● STATED PROBLEM
Copy down the lines below word for word, and leave the picture out of your copy.

━━━━━ DATASET ROWS ━━━━━

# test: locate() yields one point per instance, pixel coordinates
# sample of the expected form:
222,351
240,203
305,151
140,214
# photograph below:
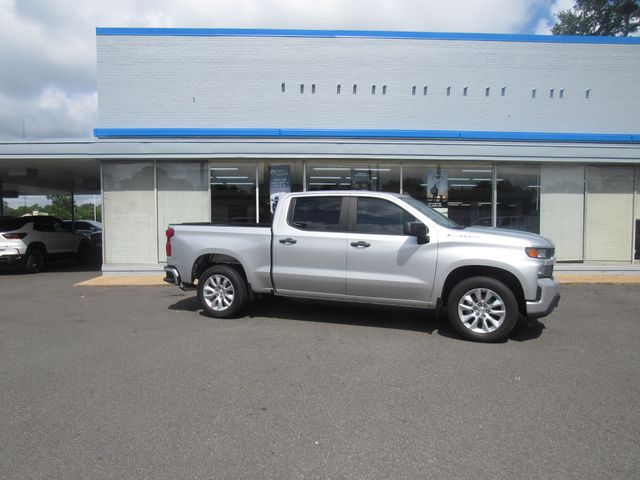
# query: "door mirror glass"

━━━━━

● FINISHED ANSWER
# test: locate() yields one point per instance, pixel coordinates
# sample of the expected form:
222,351
240,203
305,151
140,214
# photograph below:
# query: "door mirror glass"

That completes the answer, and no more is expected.